-- begin Data in this exercise --
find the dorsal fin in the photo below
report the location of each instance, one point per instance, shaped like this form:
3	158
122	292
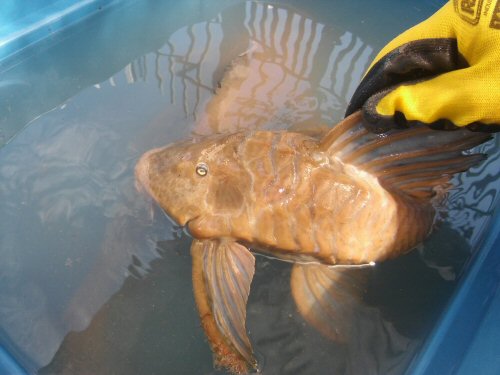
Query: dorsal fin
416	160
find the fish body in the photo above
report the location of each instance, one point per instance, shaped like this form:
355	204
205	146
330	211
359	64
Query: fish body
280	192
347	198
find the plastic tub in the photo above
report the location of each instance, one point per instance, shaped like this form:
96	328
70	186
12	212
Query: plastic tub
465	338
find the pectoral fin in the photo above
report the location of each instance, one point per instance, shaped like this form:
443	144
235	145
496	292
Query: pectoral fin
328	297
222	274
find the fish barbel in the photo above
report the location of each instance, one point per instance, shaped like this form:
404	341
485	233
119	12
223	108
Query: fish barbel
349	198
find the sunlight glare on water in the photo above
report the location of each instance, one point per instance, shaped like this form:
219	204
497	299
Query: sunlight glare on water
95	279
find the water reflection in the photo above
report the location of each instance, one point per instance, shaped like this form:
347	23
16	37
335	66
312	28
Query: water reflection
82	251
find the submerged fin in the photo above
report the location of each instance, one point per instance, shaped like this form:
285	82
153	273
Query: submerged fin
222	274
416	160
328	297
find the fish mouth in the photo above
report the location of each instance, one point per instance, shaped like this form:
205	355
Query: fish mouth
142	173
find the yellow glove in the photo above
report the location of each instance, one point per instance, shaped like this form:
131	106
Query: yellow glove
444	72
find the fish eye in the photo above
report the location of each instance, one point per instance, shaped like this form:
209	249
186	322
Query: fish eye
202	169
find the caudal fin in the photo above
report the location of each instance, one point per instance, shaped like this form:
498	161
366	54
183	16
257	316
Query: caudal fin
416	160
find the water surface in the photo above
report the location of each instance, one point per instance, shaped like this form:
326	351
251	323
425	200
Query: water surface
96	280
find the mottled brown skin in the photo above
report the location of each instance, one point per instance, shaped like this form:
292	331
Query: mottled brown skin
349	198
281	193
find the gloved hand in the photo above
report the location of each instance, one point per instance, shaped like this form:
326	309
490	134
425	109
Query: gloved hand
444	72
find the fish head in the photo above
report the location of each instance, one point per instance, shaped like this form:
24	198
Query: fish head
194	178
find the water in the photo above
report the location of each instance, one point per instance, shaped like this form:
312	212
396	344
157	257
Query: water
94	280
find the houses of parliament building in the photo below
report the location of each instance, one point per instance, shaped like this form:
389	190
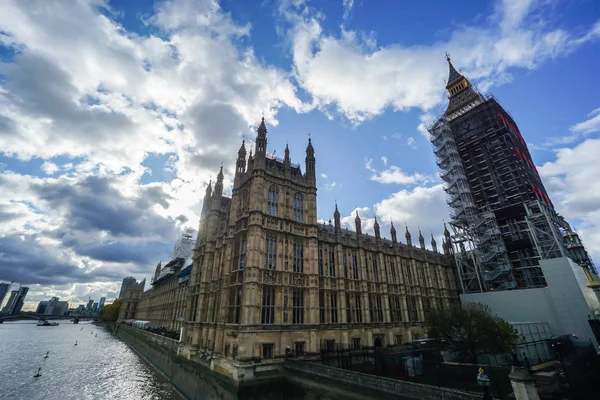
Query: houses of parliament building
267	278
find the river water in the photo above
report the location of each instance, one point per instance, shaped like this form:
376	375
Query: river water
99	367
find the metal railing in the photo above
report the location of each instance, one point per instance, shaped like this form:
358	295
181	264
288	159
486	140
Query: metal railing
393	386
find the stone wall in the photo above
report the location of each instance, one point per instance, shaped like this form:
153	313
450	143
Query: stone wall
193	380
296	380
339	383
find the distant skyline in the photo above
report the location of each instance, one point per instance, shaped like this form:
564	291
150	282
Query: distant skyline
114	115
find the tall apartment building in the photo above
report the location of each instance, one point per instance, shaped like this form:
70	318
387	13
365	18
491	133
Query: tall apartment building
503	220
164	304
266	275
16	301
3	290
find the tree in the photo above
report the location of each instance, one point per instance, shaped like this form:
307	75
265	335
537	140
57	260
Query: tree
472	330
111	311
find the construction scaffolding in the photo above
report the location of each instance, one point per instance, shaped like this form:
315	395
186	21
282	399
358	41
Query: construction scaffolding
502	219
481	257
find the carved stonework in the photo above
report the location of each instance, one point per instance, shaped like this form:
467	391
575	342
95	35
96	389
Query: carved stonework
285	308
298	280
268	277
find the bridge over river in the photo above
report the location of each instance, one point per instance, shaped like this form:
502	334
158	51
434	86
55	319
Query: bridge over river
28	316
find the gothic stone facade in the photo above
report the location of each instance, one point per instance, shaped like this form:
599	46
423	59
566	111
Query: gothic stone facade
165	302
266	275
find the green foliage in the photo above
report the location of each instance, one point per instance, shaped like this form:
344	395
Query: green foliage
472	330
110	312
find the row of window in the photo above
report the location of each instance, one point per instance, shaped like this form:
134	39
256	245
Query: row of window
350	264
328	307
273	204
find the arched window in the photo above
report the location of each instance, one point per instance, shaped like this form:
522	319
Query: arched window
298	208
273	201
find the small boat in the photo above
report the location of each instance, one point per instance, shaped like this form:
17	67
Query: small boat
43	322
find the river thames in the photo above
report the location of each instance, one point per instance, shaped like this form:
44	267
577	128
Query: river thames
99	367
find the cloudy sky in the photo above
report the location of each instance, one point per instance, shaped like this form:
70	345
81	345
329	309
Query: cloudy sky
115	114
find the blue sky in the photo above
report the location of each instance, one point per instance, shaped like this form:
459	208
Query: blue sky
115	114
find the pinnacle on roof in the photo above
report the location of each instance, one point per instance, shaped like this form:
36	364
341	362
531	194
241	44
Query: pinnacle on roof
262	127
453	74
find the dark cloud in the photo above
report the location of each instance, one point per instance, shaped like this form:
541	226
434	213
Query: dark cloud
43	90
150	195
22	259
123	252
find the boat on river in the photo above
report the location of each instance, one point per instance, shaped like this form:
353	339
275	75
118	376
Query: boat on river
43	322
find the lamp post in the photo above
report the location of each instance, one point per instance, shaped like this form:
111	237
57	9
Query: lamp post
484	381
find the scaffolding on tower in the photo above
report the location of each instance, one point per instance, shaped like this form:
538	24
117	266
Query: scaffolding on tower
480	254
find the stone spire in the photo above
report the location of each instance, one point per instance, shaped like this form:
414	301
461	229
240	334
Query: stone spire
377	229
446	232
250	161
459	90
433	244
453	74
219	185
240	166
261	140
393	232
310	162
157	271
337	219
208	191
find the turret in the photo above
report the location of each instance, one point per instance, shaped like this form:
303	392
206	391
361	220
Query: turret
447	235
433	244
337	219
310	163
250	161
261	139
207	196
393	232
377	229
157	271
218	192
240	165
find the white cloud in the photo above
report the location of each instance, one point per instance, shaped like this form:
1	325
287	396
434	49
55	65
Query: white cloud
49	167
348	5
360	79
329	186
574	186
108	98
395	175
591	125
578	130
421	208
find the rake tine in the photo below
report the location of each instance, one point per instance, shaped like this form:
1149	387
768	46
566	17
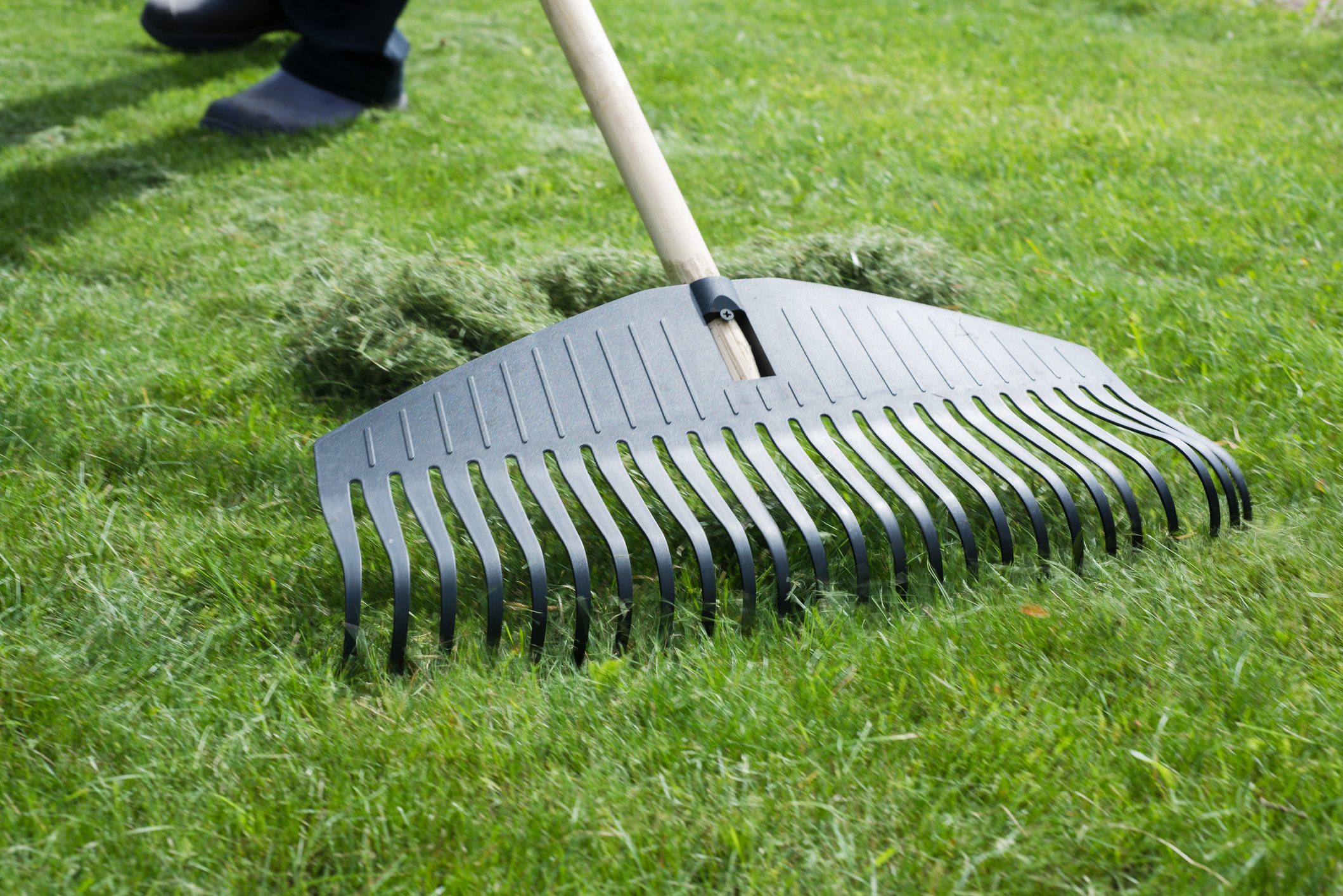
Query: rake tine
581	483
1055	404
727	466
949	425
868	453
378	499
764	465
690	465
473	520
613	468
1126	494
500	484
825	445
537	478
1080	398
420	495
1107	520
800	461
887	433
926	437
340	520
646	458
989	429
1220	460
-- end Data in this exercise --
- _What you should do_
Quote exactly, and only, the lines from the one containing "find the turret in the photo above" through the last line of the records above, both included; leave out any pictures.

- _Exercise response_
find the turret in the photo above
report the location of each instance, one point per instance, shaped like this form:
303	392
206	391
361	220
Query: turret
447	235
433	244
337	219
310	163
250	161
261	139
207	196
393	232
377	229
157	271
218	192
240	165
find the white cloud in the photo above
report the location of each instance, one point per instance, shaped like this form:
1	325
287	396
434	49
55	65
Query: white cloud
49	167
348	5
360	79
329	186
574	186
108	98
395	175
591	125
578	130
421	208
find the rake tine in the photo below
report the location of each instance, one point per instance, shaped like this form:
1149	387
768	46
566	17
Query: rake tine
581	483
1055	404
727	466
949	425
868	453
378	499
764	465
690	465
473	520
613	468
1126	494
500	484
825	445
537	478
1080	398
420	495
1107	520
800	461
887	433
926	437
340	520
646	458
989	429
1220	460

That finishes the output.